**PROVIDED RECORDS**
__________

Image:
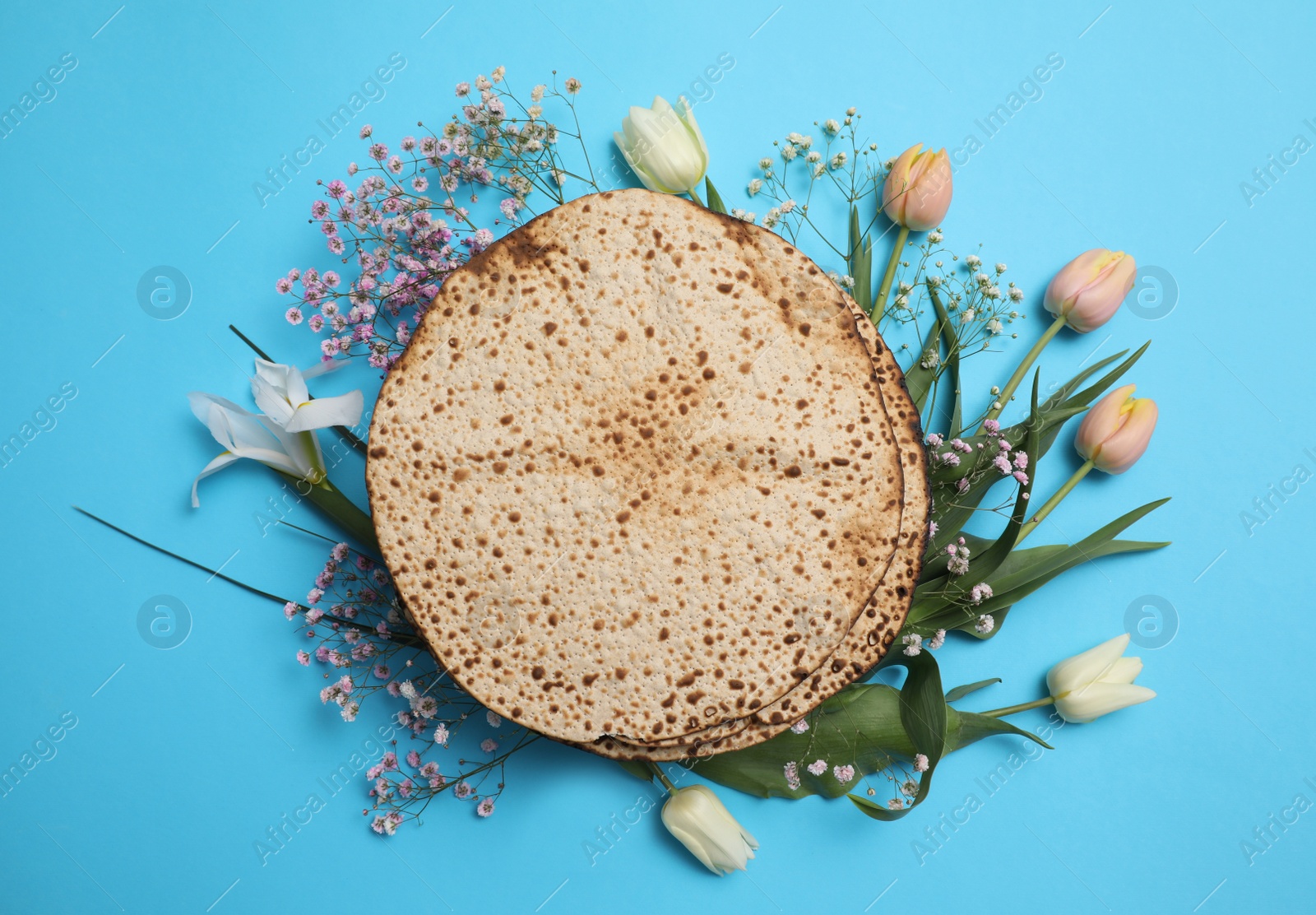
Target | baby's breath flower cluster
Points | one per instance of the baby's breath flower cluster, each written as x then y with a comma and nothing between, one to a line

__________

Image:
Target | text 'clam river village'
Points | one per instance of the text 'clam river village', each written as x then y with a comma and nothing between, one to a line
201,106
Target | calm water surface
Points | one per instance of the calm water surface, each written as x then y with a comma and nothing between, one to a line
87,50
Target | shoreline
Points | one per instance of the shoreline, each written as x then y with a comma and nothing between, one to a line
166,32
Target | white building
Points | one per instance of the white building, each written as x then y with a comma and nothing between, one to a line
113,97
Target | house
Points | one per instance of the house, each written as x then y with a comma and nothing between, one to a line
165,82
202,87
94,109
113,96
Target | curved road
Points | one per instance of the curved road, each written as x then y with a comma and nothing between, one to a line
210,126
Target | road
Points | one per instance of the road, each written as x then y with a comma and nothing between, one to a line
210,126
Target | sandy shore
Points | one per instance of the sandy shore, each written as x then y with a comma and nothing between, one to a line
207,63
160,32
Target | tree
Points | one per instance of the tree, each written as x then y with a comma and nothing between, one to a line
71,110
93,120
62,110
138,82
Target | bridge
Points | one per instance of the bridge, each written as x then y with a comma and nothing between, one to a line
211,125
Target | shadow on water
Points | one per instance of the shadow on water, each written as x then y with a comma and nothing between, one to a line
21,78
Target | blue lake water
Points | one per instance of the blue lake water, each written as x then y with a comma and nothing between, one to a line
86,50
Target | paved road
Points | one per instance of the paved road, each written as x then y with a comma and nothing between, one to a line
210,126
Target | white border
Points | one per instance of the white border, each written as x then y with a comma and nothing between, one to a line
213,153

__________

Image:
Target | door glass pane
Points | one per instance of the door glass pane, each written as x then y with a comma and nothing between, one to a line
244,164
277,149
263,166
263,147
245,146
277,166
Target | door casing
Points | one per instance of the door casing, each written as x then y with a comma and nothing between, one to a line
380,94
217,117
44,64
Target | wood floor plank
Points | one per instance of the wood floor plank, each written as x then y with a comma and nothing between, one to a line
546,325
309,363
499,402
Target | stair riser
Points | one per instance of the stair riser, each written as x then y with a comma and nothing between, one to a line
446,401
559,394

__________

**STATED EXERCISE**
Count the lines of the material above that contain the word "paved". Give only the number.

**RIGHT ANSWER**
2